◆ **INPUT FOR THIS TASK**:
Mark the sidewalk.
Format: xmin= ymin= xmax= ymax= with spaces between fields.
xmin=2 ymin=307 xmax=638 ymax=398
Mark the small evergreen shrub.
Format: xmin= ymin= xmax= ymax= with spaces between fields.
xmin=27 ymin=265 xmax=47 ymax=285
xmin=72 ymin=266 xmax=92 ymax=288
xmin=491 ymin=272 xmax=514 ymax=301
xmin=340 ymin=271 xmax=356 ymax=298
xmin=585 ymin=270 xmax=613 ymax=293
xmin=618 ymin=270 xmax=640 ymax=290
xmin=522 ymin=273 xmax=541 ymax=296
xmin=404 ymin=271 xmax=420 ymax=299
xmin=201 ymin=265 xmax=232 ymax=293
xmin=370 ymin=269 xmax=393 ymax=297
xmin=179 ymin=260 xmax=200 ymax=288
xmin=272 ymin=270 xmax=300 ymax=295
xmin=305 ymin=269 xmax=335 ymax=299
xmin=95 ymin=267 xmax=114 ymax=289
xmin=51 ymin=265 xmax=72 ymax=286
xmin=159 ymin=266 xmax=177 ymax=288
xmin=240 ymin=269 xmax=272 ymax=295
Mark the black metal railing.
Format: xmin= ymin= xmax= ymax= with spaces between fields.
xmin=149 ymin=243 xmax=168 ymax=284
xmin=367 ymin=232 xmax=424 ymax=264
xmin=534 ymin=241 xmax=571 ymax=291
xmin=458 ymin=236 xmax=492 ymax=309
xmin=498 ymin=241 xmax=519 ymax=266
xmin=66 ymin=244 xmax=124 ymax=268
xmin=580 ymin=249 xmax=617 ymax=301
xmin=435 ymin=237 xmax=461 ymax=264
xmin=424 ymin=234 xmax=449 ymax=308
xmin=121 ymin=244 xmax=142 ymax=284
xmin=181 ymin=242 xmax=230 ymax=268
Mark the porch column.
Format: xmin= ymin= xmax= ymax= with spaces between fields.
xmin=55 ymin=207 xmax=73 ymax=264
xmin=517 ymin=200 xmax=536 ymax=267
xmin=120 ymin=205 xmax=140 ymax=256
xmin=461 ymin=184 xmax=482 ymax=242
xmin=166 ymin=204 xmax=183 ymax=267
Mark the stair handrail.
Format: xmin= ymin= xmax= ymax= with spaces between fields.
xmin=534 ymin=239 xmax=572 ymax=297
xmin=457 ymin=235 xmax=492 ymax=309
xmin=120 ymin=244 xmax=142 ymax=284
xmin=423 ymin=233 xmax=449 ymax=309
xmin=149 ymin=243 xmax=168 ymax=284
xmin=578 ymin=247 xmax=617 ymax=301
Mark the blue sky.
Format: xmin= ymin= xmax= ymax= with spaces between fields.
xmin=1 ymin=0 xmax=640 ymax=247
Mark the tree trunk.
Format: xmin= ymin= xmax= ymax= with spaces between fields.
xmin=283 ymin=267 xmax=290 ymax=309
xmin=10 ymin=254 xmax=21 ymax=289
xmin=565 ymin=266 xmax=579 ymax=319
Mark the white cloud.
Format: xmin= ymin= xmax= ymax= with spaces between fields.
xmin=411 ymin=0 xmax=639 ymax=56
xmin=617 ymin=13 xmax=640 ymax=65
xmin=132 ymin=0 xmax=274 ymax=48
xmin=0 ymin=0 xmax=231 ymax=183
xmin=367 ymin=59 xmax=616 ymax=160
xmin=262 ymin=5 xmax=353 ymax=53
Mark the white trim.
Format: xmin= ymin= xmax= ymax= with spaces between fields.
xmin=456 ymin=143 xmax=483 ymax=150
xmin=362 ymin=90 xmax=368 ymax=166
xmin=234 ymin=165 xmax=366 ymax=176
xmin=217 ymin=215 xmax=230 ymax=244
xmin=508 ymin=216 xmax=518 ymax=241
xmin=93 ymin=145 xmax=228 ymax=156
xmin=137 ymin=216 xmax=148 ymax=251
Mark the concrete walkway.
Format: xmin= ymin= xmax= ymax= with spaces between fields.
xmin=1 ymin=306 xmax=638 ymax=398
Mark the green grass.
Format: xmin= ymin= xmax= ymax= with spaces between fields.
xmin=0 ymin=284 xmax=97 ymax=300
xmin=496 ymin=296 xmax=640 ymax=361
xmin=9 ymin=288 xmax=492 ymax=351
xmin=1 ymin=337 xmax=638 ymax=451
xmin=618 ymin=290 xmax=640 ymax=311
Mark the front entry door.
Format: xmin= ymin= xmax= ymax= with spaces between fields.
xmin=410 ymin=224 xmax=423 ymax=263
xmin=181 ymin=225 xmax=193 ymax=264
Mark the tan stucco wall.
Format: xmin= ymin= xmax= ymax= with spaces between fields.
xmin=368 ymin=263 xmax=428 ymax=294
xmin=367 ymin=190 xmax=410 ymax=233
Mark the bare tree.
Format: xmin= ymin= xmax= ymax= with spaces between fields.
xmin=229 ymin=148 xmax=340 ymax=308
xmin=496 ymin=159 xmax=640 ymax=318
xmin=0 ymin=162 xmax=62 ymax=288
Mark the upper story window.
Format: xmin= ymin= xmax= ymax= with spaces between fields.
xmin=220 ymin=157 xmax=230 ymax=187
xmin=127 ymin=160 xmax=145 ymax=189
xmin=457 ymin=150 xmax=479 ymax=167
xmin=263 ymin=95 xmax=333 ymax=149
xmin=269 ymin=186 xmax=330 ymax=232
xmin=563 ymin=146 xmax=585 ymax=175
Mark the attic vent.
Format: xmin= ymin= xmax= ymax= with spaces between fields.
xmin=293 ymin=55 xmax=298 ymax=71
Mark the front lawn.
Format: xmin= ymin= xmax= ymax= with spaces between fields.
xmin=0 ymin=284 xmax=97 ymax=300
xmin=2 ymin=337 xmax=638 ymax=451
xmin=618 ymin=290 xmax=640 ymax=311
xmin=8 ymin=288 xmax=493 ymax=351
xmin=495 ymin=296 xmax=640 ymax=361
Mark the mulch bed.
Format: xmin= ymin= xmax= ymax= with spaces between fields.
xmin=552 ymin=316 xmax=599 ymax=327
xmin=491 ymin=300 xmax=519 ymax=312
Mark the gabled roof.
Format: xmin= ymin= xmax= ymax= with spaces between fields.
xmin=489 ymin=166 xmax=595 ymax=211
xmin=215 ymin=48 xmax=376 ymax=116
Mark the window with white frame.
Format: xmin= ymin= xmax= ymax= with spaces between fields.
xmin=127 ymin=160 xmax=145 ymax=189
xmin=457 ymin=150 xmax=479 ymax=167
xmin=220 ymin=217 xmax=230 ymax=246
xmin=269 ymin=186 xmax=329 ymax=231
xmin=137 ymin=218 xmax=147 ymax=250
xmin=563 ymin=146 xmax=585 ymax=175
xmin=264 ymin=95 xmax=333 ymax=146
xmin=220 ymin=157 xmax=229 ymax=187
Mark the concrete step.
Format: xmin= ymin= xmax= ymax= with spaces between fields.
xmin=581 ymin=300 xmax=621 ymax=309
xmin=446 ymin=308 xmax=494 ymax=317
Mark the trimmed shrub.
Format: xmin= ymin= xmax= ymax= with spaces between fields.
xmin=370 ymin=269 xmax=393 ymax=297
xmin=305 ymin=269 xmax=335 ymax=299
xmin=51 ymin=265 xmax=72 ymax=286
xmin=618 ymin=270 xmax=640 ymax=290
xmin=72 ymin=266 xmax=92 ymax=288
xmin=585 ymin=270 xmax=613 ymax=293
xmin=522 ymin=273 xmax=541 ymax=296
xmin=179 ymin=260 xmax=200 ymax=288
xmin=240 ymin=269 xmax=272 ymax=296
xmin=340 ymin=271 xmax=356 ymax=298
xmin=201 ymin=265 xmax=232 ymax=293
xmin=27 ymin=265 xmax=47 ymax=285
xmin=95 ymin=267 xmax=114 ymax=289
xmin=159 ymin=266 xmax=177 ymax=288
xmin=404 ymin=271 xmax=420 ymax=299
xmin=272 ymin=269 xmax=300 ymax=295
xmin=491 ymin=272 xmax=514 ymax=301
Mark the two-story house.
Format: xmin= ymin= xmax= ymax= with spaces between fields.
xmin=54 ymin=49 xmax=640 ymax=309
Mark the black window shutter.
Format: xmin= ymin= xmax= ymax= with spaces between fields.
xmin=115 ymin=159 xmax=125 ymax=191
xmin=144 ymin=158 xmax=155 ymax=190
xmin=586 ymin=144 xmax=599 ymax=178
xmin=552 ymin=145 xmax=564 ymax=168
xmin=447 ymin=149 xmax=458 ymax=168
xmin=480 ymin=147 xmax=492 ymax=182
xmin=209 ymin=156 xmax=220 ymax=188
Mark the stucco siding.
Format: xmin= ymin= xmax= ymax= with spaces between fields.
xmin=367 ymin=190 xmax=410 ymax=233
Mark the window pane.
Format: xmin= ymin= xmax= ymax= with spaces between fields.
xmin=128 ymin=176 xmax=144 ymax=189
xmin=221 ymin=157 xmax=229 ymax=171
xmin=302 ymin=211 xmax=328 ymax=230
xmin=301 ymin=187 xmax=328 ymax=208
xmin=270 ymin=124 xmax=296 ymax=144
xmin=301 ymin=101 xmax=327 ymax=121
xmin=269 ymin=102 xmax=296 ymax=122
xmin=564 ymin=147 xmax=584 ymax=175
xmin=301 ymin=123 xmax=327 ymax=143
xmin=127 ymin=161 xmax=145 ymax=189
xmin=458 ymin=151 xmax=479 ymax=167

◆ **EXERCISE BRIEF**: Once the line with "Mark the front entry door." is found in the records above, print exactly that line and every line after it through the line with "Mark the upper story window.".

◆ **COMPLETED EXERCISE**:
Mark the front entry door.
Format: xmin= ymin= xmax= ymax= with spaces between fields.
xmin=410 ymin=224 xmax=423 ymax=263
xmin=181 ymin=225 xmax=193 ymax=264
Mark the tan stucco wall.
Format: xmin= ymin= xmax= ymax= with spaces between fields.
xmin=368 ymin=263 xmax=428 ymax=294
xmin=367 ymin=190 xmax=410 ymax=233
Mark the bare tree.
Format: xmin= ymin= xmax= ymax= with spaces between fields.
xmin=229 ymin=148 xmax=340 ymax=308
xmin=496 ymin=159 xmax=640 ymax=318
xmin=0 ymin=162 xmax=62 ymax=288
Mark the upper story window.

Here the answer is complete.